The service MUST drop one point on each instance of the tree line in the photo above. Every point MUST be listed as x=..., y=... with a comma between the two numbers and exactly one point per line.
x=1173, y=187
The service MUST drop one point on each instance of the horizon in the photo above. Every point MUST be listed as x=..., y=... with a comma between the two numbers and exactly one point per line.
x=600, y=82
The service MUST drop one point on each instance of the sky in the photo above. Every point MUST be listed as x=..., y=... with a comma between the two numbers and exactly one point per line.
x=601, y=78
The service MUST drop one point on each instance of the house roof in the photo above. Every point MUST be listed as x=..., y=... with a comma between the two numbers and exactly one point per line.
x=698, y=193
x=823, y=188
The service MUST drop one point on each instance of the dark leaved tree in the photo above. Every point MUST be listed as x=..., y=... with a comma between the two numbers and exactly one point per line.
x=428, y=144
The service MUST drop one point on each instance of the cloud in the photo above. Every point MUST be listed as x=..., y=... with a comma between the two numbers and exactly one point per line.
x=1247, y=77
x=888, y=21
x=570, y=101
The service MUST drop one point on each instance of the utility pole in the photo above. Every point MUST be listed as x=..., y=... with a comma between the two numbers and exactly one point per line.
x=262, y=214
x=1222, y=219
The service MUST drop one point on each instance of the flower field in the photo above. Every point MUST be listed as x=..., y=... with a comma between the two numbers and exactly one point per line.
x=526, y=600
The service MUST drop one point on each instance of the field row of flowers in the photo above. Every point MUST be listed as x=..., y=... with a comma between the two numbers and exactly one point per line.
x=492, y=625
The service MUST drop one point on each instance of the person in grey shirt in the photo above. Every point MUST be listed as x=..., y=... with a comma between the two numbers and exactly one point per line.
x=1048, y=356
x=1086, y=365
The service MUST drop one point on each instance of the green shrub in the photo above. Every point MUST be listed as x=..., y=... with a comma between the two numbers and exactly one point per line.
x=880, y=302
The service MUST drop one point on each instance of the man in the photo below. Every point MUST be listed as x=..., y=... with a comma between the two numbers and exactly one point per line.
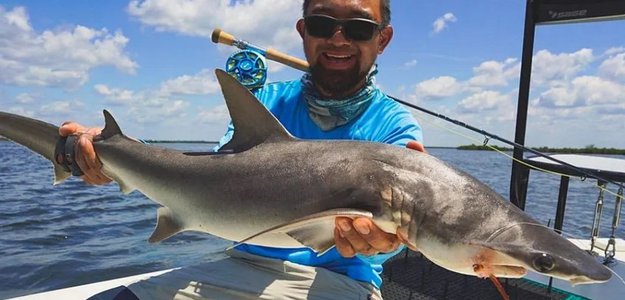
x=338, y=99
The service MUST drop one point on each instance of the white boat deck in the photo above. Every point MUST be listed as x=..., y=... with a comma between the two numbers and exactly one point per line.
x=614, y=289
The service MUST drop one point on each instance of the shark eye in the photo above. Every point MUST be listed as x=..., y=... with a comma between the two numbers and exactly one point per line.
x=543, y=262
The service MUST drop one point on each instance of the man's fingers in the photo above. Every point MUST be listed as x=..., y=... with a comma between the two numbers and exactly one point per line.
x=414, y=145
x=378, y=240
x=88, y=162
x=355, y=236
x=69, y=128
x=342, y=245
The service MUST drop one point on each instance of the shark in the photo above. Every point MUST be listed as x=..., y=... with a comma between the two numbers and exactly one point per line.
x=266, y=187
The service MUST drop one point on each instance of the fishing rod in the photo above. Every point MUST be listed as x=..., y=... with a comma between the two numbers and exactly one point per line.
x=219, y=36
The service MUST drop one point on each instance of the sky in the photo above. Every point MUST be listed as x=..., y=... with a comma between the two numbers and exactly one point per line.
x=151, y=64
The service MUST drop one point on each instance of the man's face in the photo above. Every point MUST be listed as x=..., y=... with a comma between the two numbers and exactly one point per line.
x=338, y=64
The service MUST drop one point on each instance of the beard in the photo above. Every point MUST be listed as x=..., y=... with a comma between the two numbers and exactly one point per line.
x=337, y=83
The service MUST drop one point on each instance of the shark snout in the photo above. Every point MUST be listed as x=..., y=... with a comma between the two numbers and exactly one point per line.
x=602, y=274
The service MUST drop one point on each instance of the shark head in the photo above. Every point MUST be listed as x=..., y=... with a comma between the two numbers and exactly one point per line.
x=545, y=252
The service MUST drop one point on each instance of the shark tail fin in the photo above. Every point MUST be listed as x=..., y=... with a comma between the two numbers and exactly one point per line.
x=111, y=127
x=36, y=135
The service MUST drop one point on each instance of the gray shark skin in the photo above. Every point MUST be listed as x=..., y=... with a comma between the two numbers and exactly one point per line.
x=268, y=188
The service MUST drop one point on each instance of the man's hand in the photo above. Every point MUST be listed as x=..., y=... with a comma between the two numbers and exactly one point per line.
x=362, y=236
x=85, y=155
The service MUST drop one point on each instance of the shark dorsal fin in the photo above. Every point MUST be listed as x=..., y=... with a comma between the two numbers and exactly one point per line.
x=253, y=123
x=110, y=126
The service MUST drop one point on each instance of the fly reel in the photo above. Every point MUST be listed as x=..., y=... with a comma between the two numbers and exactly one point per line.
x=248, y=67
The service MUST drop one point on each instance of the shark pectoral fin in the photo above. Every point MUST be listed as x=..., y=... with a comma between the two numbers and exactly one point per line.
x=125, y=188
x=60, y=174
x=166, y=226
x=314, y=231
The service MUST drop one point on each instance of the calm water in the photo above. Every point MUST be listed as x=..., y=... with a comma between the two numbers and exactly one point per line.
x=58, y=236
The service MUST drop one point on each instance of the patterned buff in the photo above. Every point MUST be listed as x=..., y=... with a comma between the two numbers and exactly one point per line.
x=331, y=113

::::::::

### ACTION ITEM
Set down the material once more, exactly, with the pictures omitted.

### EXERCISE ANSWER
The service MUST drop one point on each instance of the tree line in the photo above. Every point MUST be listed as x=..., y=... with a comma between the two numbers and exactly one point per line.
x=1173, y=187
The service MUST drop one point on each instance of the horizon in the photo above. Every point MUST be listed as x=..., y=... with a comma between the two numbers and exactly one point per line.
x=600, y=82
The service MUST drop one point on each instance of the sky in the photo above. Every point MUST be listed as x=..., y=... with a comma between the two numbers and exactly one point per line.
x=601, y=78
The service MUST drop one point on each instance of the house roof in the photo above. Every point MUST be listed as x=..., y=... with a comma between the two numbers and exactly one point per line.
x=698, y=193
x=823, y=188
The service MUST drop one point on each instance of the dark leaved tree in the photo above. Every point MUST be listed as x=..., y=... with a comma between the two numbers and exactly one point per line.
x=428, y=144
The service MUST drop one point on each instance of the cloud in the photo above. Every point MUST be listed as x=..., y=... with a comma between the two numbers and exactly one point per line.
x=1247, y=77
x=888, y=21
x=570, y=101
The service MUST drop one point on each instance of the utility pole in the photo above. Every point MUST be listed as x=..., y=... with a comma between the two numbers and exactly one point per line.
x=262, y=214
x=1222, y=219
The service MUST drop one point on each instance of the flower field in the photo above. Every point MUST be listed as x=..., y=... with a comma between the two numbers and exactly one point per line.
x=526, y=600
The service MUST drop one point on each instance of the field row of flowers in the photo above. Every point MUST be listed as x=..., y=... with a comma between the two numbers and exactly one point per line.
x=492, y=625
The service MUST drop one point on each instance of the person in grey shirt in the photo above. Every point MUST be listed as x=..., y=... with a comma between the two numbers and exactly one point per line.
x=1048, y=356
x=1086, y=365
The service MUST drop one point on each instance of the green shrub in the photo above. Every point MUST be listed as x=..., y=... with a comma between the two numbers and exactly one point per line.
x=880, y=302
The service MUST drop one point on each instance of the man in the photo below. Every point MUST be listed as x=..., y=... with a comma between the two numbers and exactly one point per line.
x=338, y=99
The service MUST drop one point on each instance of the white boat deck in the photo above. Every point MUST be listed as x=..., y=... with a comma between the two numbers and exactly one point per line.
x=614, y=289
The service MUST drop one point on each instance of the shark eye in the photo above. Every point MUST be listed as x=..., y=... with a comma between the two numbers and exactly one point per line.
x=543, y=262
The service MUST drop one point on each instance of the man's fingers in the photo above. Every point MUST be listed as x=..., y=... with a comma between the two numbers and exactly one point per line.
x=414, y=145
x=378, y=240
x=88, y=162
x=355, y=236
x=69, y=128
x=342, y=245
The service MUST drop one point on each instance of the shark in the photo above. Every point MUST be listed as x=..., y=... with a comma between the two numbers and exactly one point per line.
x=266, y=187
The service MUST drop one point on each instance of the fishing rod in the photo above. Every point MUST be listed as x=..., y=... with a comma between the two numbers and exactly one point per line.
x=219, y=36
The service MUST drop one point on each instance of the sky in the photo above. Every point MUST be listed as x=..., y=... with a comma between the two numbers and exactly one point per line.
x=151, y=64
The service MUST drop one point on each instance of the man's face in the photo above. Every point MUST be listed as x=..., y=... with a comma between the two numbers and exactly one point per line.
x=338, y=64
The service MUST drop one point on each instance of the beard in the photo above. Every point MUST be listed as x=..., y=... with a comma between the two numbers and exactly one point per line.
x=337, y=83
The service MUST drop one point on each instance of the shark snout in the photo above. Every point MUST be listed as x=..., y=... with a comma between the two numbers and exactly one point per line.
x=602, y=274
The service MUST drop one point on each instance of the shark head in the photo above. Every point MUST be listed as x=..., y=... with a comma between the two numbers and exactly one point per line.
x=545, y=252
The service MUST drop one point on each instance of the shark tail fin in the photo above. Every point MUST be listed as x=..., y=... with a comma between the two numbers and exactly one point per line.
x=111, y=127
x=36, y=135
The service MUST drop one point on each instance of the gray shark skin in the photo above. Every point MUST be listed as x=..., y=... with a comma between the two numbers and exactly one point per line.
x=268, y=188
The service MUST drop one point on each instance of the man's hand in the photo above. Every point MUST be listed as x=..., y=... with a comma between the two numbers and exactly one point per line.
x=362, y=236
x=85, y=155
The service MUST drop one point on each instance of the shark dorsal fin in the photo above. Every point MUST be listed as x=..., y=... with a comma between the two numbers and exactly one point per line.
x=253, y=123
x=110, y=126
The service MUST drop one point on each instance of the fly reel in the photo above. Every point MUST be listed as x=..., y=... with a comma between the two numbers and exactly one point per line.
x=248, y=67
The service MUST drop one point on each instance of the shark pectoral fin in the photo above. Every point MUST be listed as x=..., y=... with a comma between the two numbers and exactly one point per line.
x=125, y=188
x=60, y=174
x=166, y=226
x=314, y=231
The service MUST drop one point on each instance of the calm water in the photo above. Every point MUST be listed as x=..., y=... with a comma between the two numbers and exactly one point per line.
x=58, y=236
The service MUST drop one point on each instance of the patterned buff in the photo above. Every point MUST be listed as x=..., y=... with a comma between the two numbers and exactly one point per line.
x=331, y=113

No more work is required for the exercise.